BEGIN Provided records

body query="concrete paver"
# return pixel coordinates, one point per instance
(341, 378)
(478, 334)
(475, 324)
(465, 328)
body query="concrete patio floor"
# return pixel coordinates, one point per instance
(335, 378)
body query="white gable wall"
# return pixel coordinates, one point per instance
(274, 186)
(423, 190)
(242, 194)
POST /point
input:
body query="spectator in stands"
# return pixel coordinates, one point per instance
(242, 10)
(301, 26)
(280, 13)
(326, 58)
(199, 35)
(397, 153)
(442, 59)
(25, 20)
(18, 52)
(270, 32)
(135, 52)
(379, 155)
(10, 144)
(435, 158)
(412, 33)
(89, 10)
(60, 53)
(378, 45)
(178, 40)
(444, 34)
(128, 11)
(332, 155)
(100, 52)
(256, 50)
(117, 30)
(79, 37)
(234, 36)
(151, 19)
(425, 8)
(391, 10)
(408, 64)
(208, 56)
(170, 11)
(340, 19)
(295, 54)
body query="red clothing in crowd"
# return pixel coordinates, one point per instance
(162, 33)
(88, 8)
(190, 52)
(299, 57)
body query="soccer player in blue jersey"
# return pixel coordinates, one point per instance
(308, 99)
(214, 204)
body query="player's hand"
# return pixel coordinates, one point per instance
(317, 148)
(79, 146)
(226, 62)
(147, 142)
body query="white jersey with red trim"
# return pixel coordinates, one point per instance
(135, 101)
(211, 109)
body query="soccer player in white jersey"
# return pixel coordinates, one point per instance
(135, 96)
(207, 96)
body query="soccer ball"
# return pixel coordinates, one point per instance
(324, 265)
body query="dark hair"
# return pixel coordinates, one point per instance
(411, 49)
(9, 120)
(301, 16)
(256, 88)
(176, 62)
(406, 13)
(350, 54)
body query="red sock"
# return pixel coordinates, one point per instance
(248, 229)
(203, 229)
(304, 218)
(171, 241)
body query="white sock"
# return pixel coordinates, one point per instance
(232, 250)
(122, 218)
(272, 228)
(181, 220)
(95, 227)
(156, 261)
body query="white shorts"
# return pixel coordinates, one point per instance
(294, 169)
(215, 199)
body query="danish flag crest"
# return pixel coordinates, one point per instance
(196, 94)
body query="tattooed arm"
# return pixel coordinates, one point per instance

END Provided records

:: Task item ::
Would you repeat each of the records above exactly?

:: Written reply ::
body query="concrete paver"
# return pixel coordinates, one point per instance
(341, 378)
(478, 334)
(475, 324)
(465, 328)
body query="concrete patio floor"
# return pixel coordinates, one point per instance
(335, 378)
body query="white gable wall"
# return pixel coordinates, one point per instance
(274, 186)
(423, 190)
(242, 194)
POST /point
input:
body query="spectator in stands"
# return pixel coordinates, one point per instance
(242, 10)
(301, 26)
(280, 13)
(326, 58)
(199, 35)
(397, 153)
(442, 59)
(25, 20)
(18, 52)
(270, 32)
(135, 52)
(379, 155)
(10, 144)
(435, 158)
(412, 33)
(89, 10)
(60, 53)
(378, 45)
(178, 40)
(444, 34)
(128, 11)
(332, 155)
(100, 52)
(256, 50)
(117, 30)
(79, 37)
(234, 36)
(151, 19)
(425, 8)
(391, 10)
(408, 64)
(208, 56)
(170, 11)
(340, 19)
(295, 54)
body query="red clothing in crowd"
# return pixel coordinates, one point per instance
(162, 33)
(88, 8)
(190, 52)
(299, 57)
body query="soccer player in blue jersey"
# return pixel coordinates, one point per instance
(308, 99)
(214, 204)
body query="player's hand"
# return pixel coordinates, one point per instance
(317, 148)
(79, 146)
(226, 62)
(147, 142)
body query="white jersey with red trim"
# return pixel coordinates, one point per instance
(135, 101)
(211, 109)
body query="soccer player in white jersey"
# return pixel coordinates, one point per instance
(135, 96)
(207, 96)
body query="soccer ball"
# return pixel coordinates, one point per instance
(324, 265)
body query="dark hair"
# return pixel coordinates, one point per instance
(411, 49)
(9, 120)
(301, 16)
(256, 88)
(176, 62)
(406, 13)
(350, 54)
body query="red sock"
# return pixel coordinates, one point per instance
(248, 229)
(203, 229)
(304, 218)
(171, 241)
body query="white sock"
# return pixel coordinates, one point per instance
(232, 250)
(122, 218)
(272, 228)
(181, 220)
(95, 227)
(156, 261)
body query="white shorts"
# return pixel coordinates, one point per instance
(294, 169)
(215, 199)
body query="danish flag crest"
# return pixel coordinates, one point per instance
(196, 94)
body query="tattooed arm"
# return pixel coordinates, one point per instance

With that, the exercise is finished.